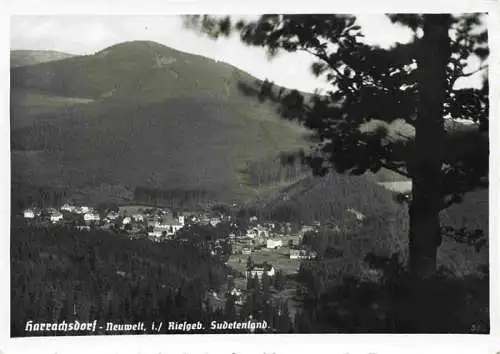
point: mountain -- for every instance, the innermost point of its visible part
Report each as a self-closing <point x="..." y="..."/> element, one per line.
<point x="139" y="70"/>
<point x="31" y="57"/>
<point x="139" y="114"/>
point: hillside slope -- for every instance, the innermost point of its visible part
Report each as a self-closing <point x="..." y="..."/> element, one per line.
<point x="31" y="57"/>
<point x="140" y="114"/>
<point x="138" y="70"/>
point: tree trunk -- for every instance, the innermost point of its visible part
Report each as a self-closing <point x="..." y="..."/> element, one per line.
<point x="426" y="167"/>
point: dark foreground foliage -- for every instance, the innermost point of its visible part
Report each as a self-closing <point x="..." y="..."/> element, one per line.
<point x="388" y="300"/>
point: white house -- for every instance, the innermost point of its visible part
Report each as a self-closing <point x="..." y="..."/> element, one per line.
<point x="307" y="228"/>
<point x="51" y="211"/>
<point x="82" y="227"/>
<point x="302" y="254"/>
<point x="68" y="207"/>
<point x="91" y="217"/>
<point x="29" y="214"/>
<point x="112" y="215"/>
<point x="138" y="217"/>
<point x="274" y="244"/>
<point x="155" y="233"/>
<point x="214" y="221"/>
<point x="55" y="217"/>
<point x="82" y="209"/>
<point x="252" y="233"/>
<point x="360" y="216"/>
<point x="259" y="270"/>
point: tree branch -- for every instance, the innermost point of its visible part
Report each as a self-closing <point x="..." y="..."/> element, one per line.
<point x="474" y="72"/>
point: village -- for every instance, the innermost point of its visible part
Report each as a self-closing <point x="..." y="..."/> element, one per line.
<point x="251" y="248"/>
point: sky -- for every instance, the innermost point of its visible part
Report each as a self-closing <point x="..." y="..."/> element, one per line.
<point x="87" y="34"/>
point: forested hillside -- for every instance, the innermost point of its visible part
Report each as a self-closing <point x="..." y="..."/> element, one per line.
<point x="61" y="274"/>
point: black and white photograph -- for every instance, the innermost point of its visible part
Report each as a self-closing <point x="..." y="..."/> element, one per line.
<point x="249" y="174"/>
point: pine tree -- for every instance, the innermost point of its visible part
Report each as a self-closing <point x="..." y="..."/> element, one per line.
<point x="387" y="107"/>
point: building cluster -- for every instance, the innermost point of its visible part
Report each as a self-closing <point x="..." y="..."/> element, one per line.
<point x="159" y="224"/>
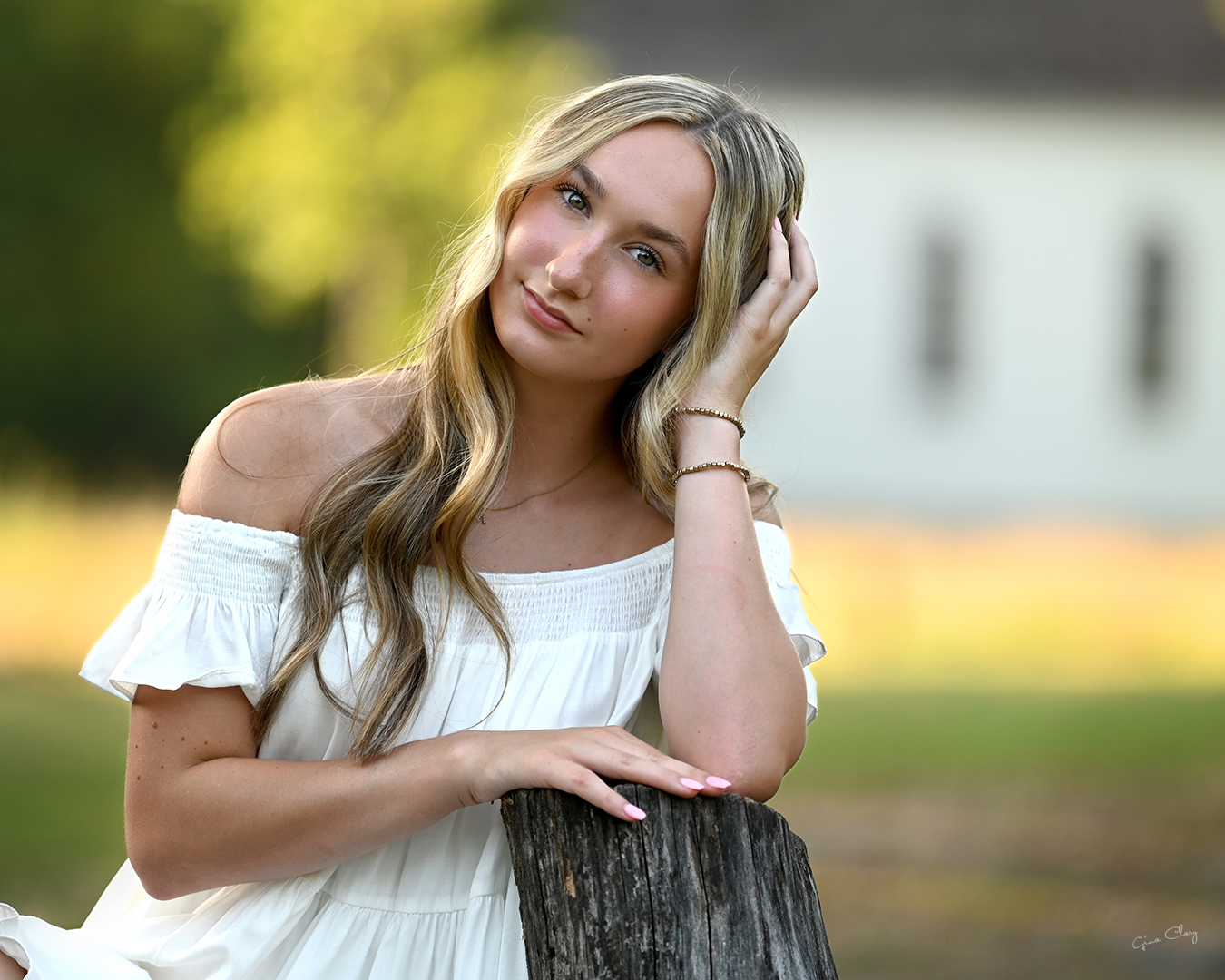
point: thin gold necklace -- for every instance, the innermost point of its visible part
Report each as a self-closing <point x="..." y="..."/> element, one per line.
<point x="545" y="493"/>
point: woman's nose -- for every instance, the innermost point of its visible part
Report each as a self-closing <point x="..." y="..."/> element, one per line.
<point x="573" y="269"/>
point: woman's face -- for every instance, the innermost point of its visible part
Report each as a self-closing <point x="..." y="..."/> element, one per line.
<point x="601" y="263"/>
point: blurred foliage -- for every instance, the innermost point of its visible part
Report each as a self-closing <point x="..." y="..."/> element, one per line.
<point x="318" y="150"/>
<point x="343" y="137"/>
<point x="118" y="340"/>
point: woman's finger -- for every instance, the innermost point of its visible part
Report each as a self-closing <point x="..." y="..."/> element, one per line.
<point x="804" y="282"/>
<point x="699" y="779"/>
<point x="761" y="305"/>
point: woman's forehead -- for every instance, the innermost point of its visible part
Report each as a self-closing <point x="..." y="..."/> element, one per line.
<point x="657" y="174"/>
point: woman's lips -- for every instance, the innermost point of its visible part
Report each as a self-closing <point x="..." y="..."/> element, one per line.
<point x="545" y="315"/>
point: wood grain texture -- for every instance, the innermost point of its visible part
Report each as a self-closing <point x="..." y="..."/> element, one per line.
<point x="710" y="887"/>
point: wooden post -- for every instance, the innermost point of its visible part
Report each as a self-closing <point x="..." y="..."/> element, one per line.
<point x="710" y="887"/>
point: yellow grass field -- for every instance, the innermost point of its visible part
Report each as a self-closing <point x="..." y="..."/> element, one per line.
<point x="1039" y="608"/>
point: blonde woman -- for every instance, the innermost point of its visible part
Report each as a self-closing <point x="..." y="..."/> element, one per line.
<point x="528" y="557"/>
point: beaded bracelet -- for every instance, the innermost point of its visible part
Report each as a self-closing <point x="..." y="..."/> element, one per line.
<point x="713" y="413"/>
<point x="714" y="465"/>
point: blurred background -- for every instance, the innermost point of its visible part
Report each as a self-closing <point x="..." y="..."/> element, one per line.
<point x="997" y="430"/>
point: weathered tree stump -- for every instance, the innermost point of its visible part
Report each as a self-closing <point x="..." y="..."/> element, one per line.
<point x="710" y="887"/>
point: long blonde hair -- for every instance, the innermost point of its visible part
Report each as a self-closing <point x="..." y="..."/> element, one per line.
<point x="413" y="499"/>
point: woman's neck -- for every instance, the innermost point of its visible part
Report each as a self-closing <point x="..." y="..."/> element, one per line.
<point x="559" y="431"/>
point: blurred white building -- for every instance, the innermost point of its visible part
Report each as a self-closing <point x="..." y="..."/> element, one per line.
<point x="1018" y="212"/>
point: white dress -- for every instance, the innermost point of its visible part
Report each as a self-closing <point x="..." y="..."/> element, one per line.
<point x="440" y="904"/>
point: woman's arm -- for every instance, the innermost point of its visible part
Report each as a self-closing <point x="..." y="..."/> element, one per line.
<point x="731" y="690"/>
<point x="202" y="811"/>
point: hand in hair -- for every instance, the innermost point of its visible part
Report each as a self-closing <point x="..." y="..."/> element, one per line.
<point x="761" y="325"/>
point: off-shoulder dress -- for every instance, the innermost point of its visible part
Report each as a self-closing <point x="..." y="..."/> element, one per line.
<point x="440" y="904"/>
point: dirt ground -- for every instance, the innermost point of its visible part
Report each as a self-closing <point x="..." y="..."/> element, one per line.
<point x="1021" y="879"/>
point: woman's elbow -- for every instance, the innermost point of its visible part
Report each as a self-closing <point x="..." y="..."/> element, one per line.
<point x="161" y="874"/>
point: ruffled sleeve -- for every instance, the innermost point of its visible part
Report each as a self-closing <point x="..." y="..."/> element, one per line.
<point x="777" y="559"/>
<point x="210" y="615"/>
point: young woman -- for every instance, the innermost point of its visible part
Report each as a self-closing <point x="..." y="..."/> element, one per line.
<point x="525" y="559"/>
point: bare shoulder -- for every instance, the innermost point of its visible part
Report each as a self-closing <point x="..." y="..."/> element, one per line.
<point x="266" y="456"/>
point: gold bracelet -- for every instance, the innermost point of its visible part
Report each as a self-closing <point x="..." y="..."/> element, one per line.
<point x="713" y="413"/>
<point x="714" y="465"/>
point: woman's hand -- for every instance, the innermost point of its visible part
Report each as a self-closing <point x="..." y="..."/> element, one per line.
<point x="761" y="324"/>
<point x="573" y="760"/>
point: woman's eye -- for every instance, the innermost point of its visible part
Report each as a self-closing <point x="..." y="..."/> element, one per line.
<point x="646" y="256"/>
<point x="573" y="199"/>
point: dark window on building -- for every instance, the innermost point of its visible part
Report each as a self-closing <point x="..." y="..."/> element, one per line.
<point x="1153" y="339"/>
<point x="941" y="339"/>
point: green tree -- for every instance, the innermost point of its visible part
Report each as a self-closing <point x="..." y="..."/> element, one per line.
<point x="118" y="340"/>
<point x="345" y="137"/>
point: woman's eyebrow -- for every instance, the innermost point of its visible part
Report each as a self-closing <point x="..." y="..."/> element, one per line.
<point x="652" y="230"/>
<point x="591" y="181"/>
<point x="668" y="238"/>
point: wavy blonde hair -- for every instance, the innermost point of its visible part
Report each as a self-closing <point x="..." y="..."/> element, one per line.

What is expected - Copy every item above word for word, leaving out the pictures.

Solution to this problem -
point: mountain -- for every instance, the innermost point of its visible part
Report each as a self-closing <point x="..." y="..."/> element, one per line.
<point x="139" y="70"/>
<point x="31" y="57"/>
<point x="139" y="114"/>
point: hillside slope -- for every instance, the innermost point of its visible part
Report each as a self-closing <point x="..." y="..."/> element, one per line.
<point x="31" y="57"/>
<point x="140" y="114"/>
<point x="138" y="70"/>
point: tree trunk -- for every instance, the innermost point of its visible part
Report each as a self-closing <point x="..." y="..."/> element, one per line.
<point x="426" y="167"/>
point: dark foreground foliage -- for every instance, the innermost point of its visible part
Report each as a self-closing <point x="..." y="..."/> element, one per line.
<point x="388" y="300"/>
point: white house -- for every instance, the innermost point of its visible part
Report each as a self-closing <point x="..." y="..."/> element, one per line.
<point x="307" y="228"/>
<point x="51" y="211"/>
<point x="82" y="227"/>
<point x="302" y="254"/>
<point x="68" y="207"/>
<point x="91" y="217"/>
<point x="29" y="214"/>
<point x="112" y="215"/>
<point x="138" y="217"/>
<point x="274" y="244"/>
<point x="155" y="233"/>
<point x="214" y="221"/>
<point x="55" y="217"/>
<point x="82" y="209"/>
<point x="252" y="233"/>
<point x="360" y="216"/>
<point x="259" y="270"/>
point: tree branch -- for every instance, the innermost point of its visible part
Report each as a self-closing <point x="..." y="..."/> element, one per line.
<point x="474" y="72"/>
point: village -- for every instance, the innermost point of its visible part
Report each as a self-closing <point x="..." y="..."/> element, one per line.
<point x="251" y="248"/>
point: sky -- for every instance, the innermost point of its visible part
Report each as a self-closing <point x="..." y="..."/> element, one per line.
<point x="87" y="34"/>
point: forested hillside -- for every instance, the innermost point of its visible part
Report each as a self-closing <point x="..." y="..."/> element, one per line.
<point x="61" y="274"/>
point: black and white photograph -- for every instance, the innermost point of its visible part
Report each as a self-closing <point x="..." y="..."/> element, one per line.
<point x="249" y="174"/>
point: pine tree -- for every instance, the innermost point of its visible part
Report each as a self-closing <point x="..." y="..."/> element, one per line.
<point x="387" y="107"/>
point: building cluster -- for every instance, the innermost point of its visible part
Report each as a self-closing <point x="..." y="..."/> element, one per line.
<point x="159" y="224"/>
point: thin gold necklace -- for every instance, the innermost point of its visible part
Report each as a self-closing <point x="..." y="..."/> element, one per line.
<point x="545" y="493"/>
point: woman's nose -- for every instance, the innermost point of its visible part
Report each as a self-closing <point x="..." y="..."/> element, one per line.
<point x="573" y="269"/>
point: woman's face -- for every instance, the innermost point of its visible part
Report each as a self-closing <point x="..." y="..."/> element, one per line.
<point x="601" y="263"/>
point: blurred foliage -- for every instance, the innermost point of its visible part
Report each as a self-closing <point x="..." y="..."/> element, one per line.
<point x="318" y="150"/>
<point x="343" y="137"/>
<point x="118" y="340"/>
point: woman's finger -- for every instance, the innermost point of its visible part
Report each as a self-closing <point x="..." y="..."/> element, one per line.
<point x="804" y="282"/>
<point x="699" y="779"/>
<point x="761" y="305"/>
point: woman's forehead -- for every instance, the innermost point of its visible part
Report each as a self-closing <point x="..." y="..."/> element, one per line.
<point x="657" y="174"/>
point: woman's lips -- for every instance, the innermost point of its visible part
Report each as a self-closing <point x="..." y="..."/> element, one per line.
<point x="545" y="315"/>
point: wood grain texture -- for every instance, the innermost point of its visible part
Report each as a self-closing <point x="..." y="..."/> element, one per line.
<point x="710" y="887"/>
point: wooden post -- for every instance, the innermost point of its visible part
Report each as a self-closing <point x="..." y="..."/> element, one per line.
<point x="710" y="887"/>
point: yellow grass field -- for every instance, the innermost point of its visible part
Report each as a self-closing <point x="..." y="..."/> element, one per line.
<point x="1039" y="608"/>
point: blonde woman -- for every instance, the innermost point of its visible part
Report each as a self-closing <point x="..." y="..."/> element, one per line.
<point x="528" y="557"/>
point: beaded bracelet -- for every instance, the innermost point of its visible part
Report each as a self-closing <point x="..." y="..."/> element, one per line.
<point x="713" y="413"/>
<point x="714" y="465"/>
point: blurred background -- for every instance, the innermost point of its visible part
Report each as a self-closing <point x="..." y="..."/> element, one per line.
<point x="997" y="430"/>
point: weathered tree stump -- for every instance, the innermost point of its visible part
Report each as a self-closing <point x="..." y="..."/> element, one per line.
<point x="710" y="887"/>
point: long blonde hair -- for every instance, the innermost point of its visible part
Report each as a self-closing <point x="..." y="..."/> element, one per line.
<point x="413" y="499"/>
point: woman's neck -- for every instance, the innermost point of its visible part
Report each as a self-closing <point x="..." y="..."/> element, one per line.
<point x="559" y="431"/>
point: blurred white building -- for every instance, the innermost point of its visible part
Report each as a self-closing <point x="..." y="..."/> element, one per line.
<point x="1018" y="212"/>
point: white dress -- for every instance, the innermost point of its visible part
Report each as a self-closing <point x="..." y="..."/> element, one per line.
<point x="440" y="904"/>
point: woman's arm -- for every instance, the innermost point of its visible part
Report each as a self-closing <point x="..." y="..."/> element, one per line.
<point x="731" y="690"/>
<point x="202" y="811"/>
point: hand in hair -- for every instance, the innermost point of its visible part
Report each as a self-closing <point x="..." y="..."/> element, one per line.
<point x="761" y="325"/>
point: off-shoulder dress -- for every instance, the innermost point of its visible part
Report each as a self-closing <point x="..." y="..."/> element, one per line.
<point x="440" y="904"/>
point: dirt ground -- for every instance, the innermost point of its visible part
Report each as a self-closing <point x="..." y="..."/> element, one per line.
<point x="1021" y="879"/>
point: woman's elbow -- for every instance, the innermost point of its visible part
Report each as a self-closing <point x="..." y="..."/> element, one per line.
<point x="161" y="874"/>
point: ruffled sleeve -- for every instance, the innermost point of its visible part
Report each as a self-closing <point x="..." y="..."/> element, one per line.
<point x="777" y="559"/>
<point x="210" y="615"/>
point: young woman -- for every instance, the innermost point of its visible part
Report each as a self-closing <point x="..." y="..."/> element, one per line.
<point x="525" y="559"/>
point: bare shoulder -- for every instance, the innermost point of its visible part
Report each as a self-closing <point x="..." y="..."/> element, one per line.
<point x="266" y="456"/>
point: gold bracelet -- for every instance, the innermost point of its visible part
Report each as a self-closing <point x="..." y="..."/> element, one per line.
<point x="713" y="413"/>
<point x="714" y="465"/>
point: woman's hand -- for every instance, the innermost point of its visible part
Report each as a self-closing <point x="..." y="..."/> element, one per line.
<point x="761" y="324"/>
<point x="573" y="760"/>
point: woman's eye -- for every instance, the innermost point of its visible part
Report each as a self-closing <point x="..." y="..."/> element, one per line.
<point x="646" y="256"/>
<point x="573" y="199"/>
point: dark window on building -- for every instance, the innermost point of its visible part
Report each as a self-closing <point x="..." y="..."/> element, one per line.
<point x="1153" y="339"/>
<point x="941" y="339"/>
point: green tree -- for every instance, the innermost point of its visible part
Report each as a self-closing <point x="..." y="..."/> element, one per line.
<point x="118" y="340"/>
<point x="345" y="137"/>
point: woman's eyebrow -- for every instance, the innermost point of its visible part
Report each as a self-closing <point x="..." y="..."/> element, one per line.
<point x="652" y="230"/>
<point x="591" y="181"/>
<point x="668" y="238"/>
point: wavy blonde hair -- for every instance, the innermost point of its visible part
Report each as a self-closing <point x="..." y="..."/> element, one per line.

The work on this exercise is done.